- **Required action**:
Output all of the entries exactly as written.

====== Records to process

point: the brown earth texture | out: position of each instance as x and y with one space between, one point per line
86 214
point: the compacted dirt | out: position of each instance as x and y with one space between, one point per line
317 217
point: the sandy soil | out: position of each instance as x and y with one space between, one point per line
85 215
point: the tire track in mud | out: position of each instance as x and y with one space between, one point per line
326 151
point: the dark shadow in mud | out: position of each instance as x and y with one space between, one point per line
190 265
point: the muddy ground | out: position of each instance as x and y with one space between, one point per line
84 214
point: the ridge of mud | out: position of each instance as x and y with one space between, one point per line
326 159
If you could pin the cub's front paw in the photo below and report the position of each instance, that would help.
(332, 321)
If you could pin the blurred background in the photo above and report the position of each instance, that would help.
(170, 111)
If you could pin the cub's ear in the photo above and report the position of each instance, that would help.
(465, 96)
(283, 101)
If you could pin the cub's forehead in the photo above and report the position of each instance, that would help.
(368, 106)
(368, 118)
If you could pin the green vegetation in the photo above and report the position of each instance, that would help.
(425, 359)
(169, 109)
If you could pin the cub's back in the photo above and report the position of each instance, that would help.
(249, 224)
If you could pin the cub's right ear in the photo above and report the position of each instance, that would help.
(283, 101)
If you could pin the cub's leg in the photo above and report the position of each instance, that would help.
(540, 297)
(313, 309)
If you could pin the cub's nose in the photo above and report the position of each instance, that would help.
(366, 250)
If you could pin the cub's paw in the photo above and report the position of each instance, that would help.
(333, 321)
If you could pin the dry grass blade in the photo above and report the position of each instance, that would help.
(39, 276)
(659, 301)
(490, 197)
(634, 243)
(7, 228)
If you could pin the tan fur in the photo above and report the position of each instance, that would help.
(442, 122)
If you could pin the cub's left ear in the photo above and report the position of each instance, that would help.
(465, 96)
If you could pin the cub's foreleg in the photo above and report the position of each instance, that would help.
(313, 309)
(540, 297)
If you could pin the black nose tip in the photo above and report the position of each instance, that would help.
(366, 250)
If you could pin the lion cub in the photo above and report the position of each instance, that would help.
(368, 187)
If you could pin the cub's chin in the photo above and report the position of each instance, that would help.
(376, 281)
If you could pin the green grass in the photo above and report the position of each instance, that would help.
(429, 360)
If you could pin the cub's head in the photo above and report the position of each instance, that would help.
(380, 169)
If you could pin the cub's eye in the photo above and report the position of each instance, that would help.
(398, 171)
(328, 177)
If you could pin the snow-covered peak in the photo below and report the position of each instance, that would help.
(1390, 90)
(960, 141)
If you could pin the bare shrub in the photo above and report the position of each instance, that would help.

============

- **Task solution**:
point: the brown earth texture | out: position of each instance as x and y with one space between, one point per line
86 214
point: the compacted dirt | out: position of each instance as x and y with one space between, one point per line
317 217
point: the sandy soil | out: position of each instance as x and y with one space between, one point per line
85 215
point: the tire track in mud | out: position of each instance as x and y with one space between, one point per line
326 151
point: the dark shadow in mud | out: position of each instance as x and y with one space between, one point per line
190 265
point: the muddy ground | out: position of each instance as x and y with one space between, one point per line
84 214
point: the ridge of mud | out: position of each instance as x and y with one space between, one point per line
326 159
If you could pin the cub's front paw in the photo below and report the position of each instance, that would help.
(332, 321)
If you could pin the blurred background in the photo above and report the position of each instance, that would help.
(170, 111)
If you could pin the cub's ear in the photo above and report the position of each instance, that would help.
(465, 96)
(283, 101)
If you could pin the cub's forehead in the photo above and report the position of each instance, that would help.
(368, 106)
(368, 118)
If you could pin the green vegetation in the photo above and report the position of each instance, that would help.
(425, 359)
(169, 109)
If you could pin the cub's back in the photo above and report the position of each instance, that would help.
(249, 224)
If you could pin the cub's right ear in the photo above and report the position of each instance, that would help.
(283, 101)
If you could pin the cub's leg in the photo above and report the position of each instance, that would help.
(540, 297)
(313, 309)
If you could pin the cub's nose in the photo above and report the position of each instance, that would help.
(366, 250)
If you could pin the cub's paw in the photo above and report the position of each instance, that would help.
(333, 321)
If you could pin the dry grass blade in the photo above and report the position of each instance, that would help.
(39, 276)
(659, 301)
(490, 197)
(634, 243)
(7, 228)
If you could pin the tan fur in the photo above and report the position of each instance, that would help.
(442, 122)
If you could pin the cub's left ear in the photo above and report the position of each instance, that would help.
(465, 96)
If you could pin the cub's foreleg in the photo above and report the position of each instance, that would help.
(313, 309)
(540, 297)
If you could pin the black nose tip in the photo above and report the position of each instance, that would help.
(366, 250)
If you could pin the lion cub in the photo above and report the position of each instance, that would help.
(368, 187)
If you could pin the cub's chin in the photo above and report the position of each instance, that would help.
(376, 281)
If you could pin the green grass in the photo above and report the position of each instance, that would help.
(429, 360)
If you could pin the cub's head in the photo above and report the position of each instance, that would help.
(380, 169)
If you could pin the cub's eye in the photo above and report the position of each instance, that would help.
(398, 171)
(328, 177)
If you could pin the snow-covered peak in the photo below and report the position of each instance, that would help.
(1390, 90)
(960, 141)
If you could pin the bare shrub in the photo above and report the position of each instance, that would help.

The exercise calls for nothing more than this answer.